§ RECORD SET:
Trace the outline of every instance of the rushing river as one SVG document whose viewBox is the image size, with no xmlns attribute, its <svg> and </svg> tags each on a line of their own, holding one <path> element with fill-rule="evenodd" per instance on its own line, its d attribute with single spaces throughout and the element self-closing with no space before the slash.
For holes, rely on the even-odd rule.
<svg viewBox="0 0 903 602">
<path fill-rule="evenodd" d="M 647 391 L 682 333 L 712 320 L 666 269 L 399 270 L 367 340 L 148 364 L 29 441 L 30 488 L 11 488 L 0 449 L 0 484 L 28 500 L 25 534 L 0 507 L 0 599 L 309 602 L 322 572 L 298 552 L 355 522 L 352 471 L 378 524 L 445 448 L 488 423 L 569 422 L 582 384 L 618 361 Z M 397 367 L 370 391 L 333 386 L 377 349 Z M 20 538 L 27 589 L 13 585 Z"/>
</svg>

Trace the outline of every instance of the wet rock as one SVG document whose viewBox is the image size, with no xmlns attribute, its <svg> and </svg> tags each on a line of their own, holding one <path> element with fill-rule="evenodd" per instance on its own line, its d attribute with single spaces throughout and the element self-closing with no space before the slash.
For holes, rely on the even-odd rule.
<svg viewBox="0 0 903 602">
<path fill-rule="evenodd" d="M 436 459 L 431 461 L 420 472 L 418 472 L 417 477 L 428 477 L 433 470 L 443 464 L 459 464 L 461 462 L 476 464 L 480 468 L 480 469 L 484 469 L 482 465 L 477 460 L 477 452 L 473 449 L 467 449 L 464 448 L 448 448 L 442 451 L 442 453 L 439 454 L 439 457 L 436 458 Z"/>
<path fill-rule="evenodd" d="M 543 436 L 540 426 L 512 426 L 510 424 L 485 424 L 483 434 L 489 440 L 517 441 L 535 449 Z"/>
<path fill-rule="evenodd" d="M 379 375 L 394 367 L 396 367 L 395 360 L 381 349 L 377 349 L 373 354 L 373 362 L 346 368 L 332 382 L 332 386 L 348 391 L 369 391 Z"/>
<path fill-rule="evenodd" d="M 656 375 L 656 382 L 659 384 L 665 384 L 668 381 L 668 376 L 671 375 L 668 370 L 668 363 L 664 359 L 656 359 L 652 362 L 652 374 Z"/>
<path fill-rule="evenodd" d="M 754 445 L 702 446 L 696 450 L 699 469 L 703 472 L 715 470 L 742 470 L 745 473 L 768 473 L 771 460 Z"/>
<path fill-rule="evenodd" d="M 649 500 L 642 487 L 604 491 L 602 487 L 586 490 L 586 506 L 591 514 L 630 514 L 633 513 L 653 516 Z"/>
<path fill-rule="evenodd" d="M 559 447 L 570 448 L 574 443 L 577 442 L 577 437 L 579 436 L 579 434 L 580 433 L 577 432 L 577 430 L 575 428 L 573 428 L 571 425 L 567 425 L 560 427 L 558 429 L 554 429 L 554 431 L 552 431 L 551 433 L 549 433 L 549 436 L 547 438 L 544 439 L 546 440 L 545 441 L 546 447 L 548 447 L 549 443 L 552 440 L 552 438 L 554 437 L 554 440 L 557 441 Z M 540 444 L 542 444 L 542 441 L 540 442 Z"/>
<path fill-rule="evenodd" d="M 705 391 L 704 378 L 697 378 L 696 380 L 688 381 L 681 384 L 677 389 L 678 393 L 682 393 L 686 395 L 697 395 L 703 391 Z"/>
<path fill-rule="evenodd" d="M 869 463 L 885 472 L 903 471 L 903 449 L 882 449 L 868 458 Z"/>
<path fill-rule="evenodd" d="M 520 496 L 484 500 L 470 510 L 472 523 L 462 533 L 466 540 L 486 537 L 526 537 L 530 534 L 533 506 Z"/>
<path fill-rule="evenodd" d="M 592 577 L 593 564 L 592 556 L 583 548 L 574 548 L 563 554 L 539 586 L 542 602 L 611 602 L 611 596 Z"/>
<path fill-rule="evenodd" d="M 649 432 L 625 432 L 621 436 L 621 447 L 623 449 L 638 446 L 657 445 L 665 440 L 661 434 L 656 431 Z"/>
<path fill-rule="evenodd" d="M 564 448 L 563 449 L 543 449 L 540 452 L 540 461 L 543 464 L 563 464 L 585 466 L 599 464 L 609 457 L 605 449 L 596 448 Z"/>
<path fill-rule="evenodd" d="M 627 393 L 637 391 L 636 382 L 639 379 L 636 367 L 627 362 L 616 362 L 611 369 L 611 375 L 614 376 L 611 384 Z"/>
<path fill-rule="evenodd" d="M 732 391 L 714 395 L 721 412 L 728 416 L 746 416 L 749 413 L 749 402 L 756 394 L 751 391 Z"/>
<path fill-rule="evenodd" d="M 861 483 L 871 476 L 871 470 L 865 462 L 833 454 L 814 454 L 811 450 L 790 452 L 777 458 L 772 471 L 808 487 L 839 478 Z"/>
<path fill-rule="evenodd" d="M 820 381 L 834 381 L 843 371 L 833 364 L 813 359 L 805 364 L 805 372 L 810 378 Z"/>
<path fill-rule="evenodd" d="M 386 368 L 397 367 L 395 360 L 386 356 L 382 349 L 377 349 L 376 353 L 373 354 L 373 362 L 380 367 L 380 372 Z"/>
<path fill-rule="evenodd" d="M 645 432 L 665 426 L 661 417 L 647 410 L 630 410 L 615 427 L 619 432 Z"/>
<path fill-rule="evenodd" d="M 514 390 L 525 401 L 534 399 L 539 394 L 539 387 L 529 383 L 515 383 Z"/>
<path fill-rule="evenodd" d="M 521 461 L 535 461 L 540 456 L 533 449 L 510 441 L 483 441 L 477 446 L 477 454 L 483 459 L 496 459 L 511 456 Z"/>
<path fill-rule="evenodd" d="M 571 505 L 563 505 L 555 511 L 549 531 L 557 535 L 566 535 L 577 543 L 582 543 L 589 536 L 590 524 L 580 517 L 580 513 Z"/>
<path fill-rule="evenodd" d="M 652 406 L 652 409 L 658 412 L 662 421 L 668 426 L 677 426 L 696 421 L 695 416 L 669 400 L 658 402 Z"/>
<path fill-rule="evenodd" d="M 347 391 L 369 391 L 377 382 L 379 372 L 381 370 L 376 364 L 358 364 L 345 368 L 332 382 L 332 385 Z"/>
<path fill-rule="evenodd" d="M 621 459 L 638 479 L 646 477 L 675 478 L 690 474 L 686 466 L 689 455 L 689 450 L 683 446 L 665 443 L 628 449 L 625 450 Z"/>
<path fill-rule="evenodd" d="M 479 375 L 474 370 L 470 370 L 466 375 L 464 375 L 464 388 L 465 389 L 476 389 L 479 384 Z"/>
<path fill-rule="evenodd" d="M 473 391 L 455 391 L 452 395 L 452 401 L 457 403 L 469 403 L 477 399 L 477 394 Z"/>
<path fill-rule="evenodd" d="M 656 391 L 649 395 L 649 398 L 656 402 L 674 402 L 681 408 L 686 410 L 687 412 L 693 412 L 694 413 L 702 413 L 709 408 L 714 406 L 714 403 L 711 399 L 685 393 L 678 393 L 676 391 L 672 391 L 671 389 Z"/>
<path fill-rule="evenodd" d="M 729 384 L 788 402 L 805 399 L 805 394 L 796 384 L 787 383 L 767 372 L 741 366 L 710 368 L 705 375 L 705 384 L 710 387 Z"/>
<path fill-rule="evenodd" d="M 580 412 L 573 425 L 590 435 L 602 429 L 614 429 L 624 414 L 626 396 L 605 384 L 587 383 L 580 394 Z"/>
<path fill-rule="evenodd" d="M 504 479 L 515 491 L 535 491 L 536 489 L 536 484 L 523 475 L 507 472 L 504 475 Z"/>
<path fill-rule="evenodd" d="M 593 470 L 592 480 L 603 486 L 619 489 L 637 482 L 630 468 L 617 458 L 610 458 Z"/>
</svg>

§ WHAT TO DO: Pick out every line of the data above that contains the word "slash", matching case exactly.

§ WRITTEN ANSWER:
Trace the outline of every instance of the rushing river as one SVG document whose viewBox is the image size, with no xmlns attribute, its <svg> and </svg> tags each on a line of their own, holding one <path> element with fill-rule="evenodd" per instance on its own line, its d attribute with single spaces throughout and the element self-closing with no space before the slash.
Trace the outline of every instance of the wet rock as one SVG document whose viewBox is the image size, with no xmlns attribute, its <svg> and </svg> tags each on a line of their own, holding one <path> element with fill-rule="evenodd" per instance on its own line, its d attribute with single spaces throughout and the element self-closing with no space before the slash.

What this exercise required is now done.